(Beginning of Stored data)

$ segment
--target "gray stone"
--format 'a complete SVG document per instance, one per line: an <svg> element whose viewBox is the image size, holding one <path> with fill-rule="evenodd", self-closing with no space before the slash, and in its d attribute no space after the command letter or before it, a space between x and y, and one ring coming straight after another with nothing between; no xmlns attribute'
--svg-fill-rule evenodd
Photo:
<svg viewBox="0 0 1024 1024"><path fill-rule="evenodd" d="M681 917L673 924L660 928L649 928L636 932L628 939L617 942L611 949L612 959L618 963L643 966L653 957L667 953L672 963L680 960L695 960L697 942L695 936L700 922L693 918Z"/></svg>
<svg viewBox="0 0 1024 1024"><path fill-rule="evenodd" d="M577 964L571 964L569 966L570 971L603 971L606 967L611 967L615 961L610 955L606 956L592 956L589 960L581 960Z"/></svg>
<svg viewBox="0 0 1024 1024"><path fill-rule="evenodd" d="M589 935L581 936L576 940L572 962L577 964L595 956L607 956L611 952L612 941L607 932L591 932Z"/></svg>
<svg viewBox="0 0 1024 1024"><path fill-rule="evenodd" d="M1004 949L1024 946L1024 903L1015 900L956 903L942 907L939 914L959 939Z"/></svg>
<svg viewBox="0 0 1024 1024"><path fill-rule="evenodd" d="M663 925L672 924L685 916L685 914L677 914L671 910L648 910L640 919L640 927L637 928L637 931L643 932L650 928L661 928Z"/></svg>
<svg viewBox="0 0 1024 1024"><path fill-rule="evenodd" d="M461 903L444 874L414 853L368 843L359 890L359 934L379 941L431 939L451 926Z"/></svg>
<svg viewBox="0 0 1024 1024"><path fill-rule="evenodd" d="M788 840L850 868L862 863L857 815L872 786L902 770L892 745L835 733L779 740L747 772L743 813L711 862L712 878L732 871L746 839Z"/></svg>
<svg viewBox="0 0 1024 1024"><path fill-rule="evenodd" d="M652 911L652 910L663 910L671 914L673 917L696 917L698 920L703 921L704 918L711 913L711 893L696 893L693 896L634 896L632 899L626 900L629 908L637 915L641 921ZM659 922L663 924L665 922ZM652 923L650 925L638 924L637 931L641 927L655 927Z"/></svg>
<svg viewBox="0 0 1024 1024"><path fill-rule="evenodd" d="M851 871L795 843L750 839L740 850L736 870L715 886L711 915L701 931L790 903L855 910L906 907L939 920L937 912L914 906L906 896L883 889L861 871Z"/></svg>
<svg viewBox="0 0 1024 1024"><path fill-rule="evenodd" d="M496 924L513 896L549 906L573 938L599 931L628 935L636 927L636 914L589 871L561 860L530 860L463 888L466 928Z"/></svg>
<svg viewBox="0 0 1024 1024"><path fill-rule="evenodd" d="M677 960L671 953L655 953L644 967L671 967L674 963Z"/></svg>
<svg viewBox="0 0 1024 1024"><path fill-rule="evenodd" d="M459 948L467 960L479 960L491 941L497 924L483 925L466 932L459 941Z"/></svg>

(End of Stored data)

* _Exercise brief_:
Look back at the records above. Repeat all of them exactly.

* _Task result_:
$ segment
--target "gray stone"
--format 'a complete SVG document per instance, one per line: an <svg> element whose viewBox is the image size, holding one <path> with fill-rule="evenodd", self-closing with no space before the slash, and in its d attribute no space after the command letter or before it, a space between x and y, and one ring coming straight after another with nothing between; no xmlns attribute'
--svg-fill-rule evenodd
Photo:
<svg viewBox="0 0 1024 1024"><path fill-rule="evenodd" d="M681 917L673 924L660 928L649 928L636 932L628 939L617 942L611 949L612 959L618 963L643 966L653 957L667 953L672 963L680 960L695 960L697 942L695 936L700 922L693 918Z"/></svg>
<svg viewBox="0 0 1024 1024"><path fill-rule="evenodd" d="M577 964L571 964L569 966L570 971L603 971L606 967L611 967L615 961L610 955L606 956L592 956L589 960L581 960Z"/></svg>
<svg viewBox="0 0 1024 1024"><path fill-rule="evenodd" d="M589 935L581 936L576 940L572 962L577 964L595 956L607 956L611 952L612 941L607 932L591 932Z"/></svg>
<svg viewBox="0 0 1024 1024"><path fill-rule="evenodd" d="M1004 949L1024 946L1024 903L1015 900L956 903L942 907L939 914L959 939Z"/></svg>
<svg viewBox="0 0 1024 1024"><path fill-rule="evenodd" d="M663 925L672 924L685 916L685 914L677 914L671 910L648 910L640 919L640 927L637 928L637 931L643 932L650 928L661 928Z"/></svg>
<svg viewBox="0 0 1024 1024"><path fill-rule="evenodd" d="M461 903L444 874L414 853L368 843L359 890L359 934L379 941L431 939L451 926Z"/></svg>
<svg viewBox="0 0 1024 1024"><path fill-rule="evenodd" d="M788 840L850 868L862 863L857 815L872 786L902 770L892 745L835 733L779 740L747 772L743 813L711 862L712 878L732 871L746 839Z"/></svg>
<svg viewBox="0 0 1024 1024"><path fill-rule="evenodd" d="M652 911L652 910L663 910L671 914L673 917L696 917L698 920L703 921L704 918L711 913L711 893L696 893L693 896L634 896L632 899L626 900L629 908L637 915L641 921ZM659 922L663 924L665 922ZM652 923L650 925L638 924L637 931L641 927L655 927Z"/></svg>
<svg viewBox="0 0 1024 1024"><path fill-rule="evenodd" d="M851 871L795 843L750 839L740 850L736 870L715 886L711 915L701 931L790 903L855 910L906 907L939 920L937 912L914 906L906 896L883 889L861 871Z"/></svg>
<svg viewBox="0 0 1024 1024"><path fill-rule="evenodd" d="M496 924L513 896L549 906L573 938L599 931L628 935L636 927L636 914L589 871L561 860L530 860L463 888L466 928Z"/></svg>
<svg viewBox="0 0 1024 1024"><path fill-rule="evenodd" d="M677 960L671 953L655 953L644 967L671 967L674 963Z"/></svg>
<svg viewBox="0 0 1024 1024"><path fill-rule="evenodd" d="M459 948L467 960L479 960L491 941L497 924L483 925L466 932L459 941Z"/></svg>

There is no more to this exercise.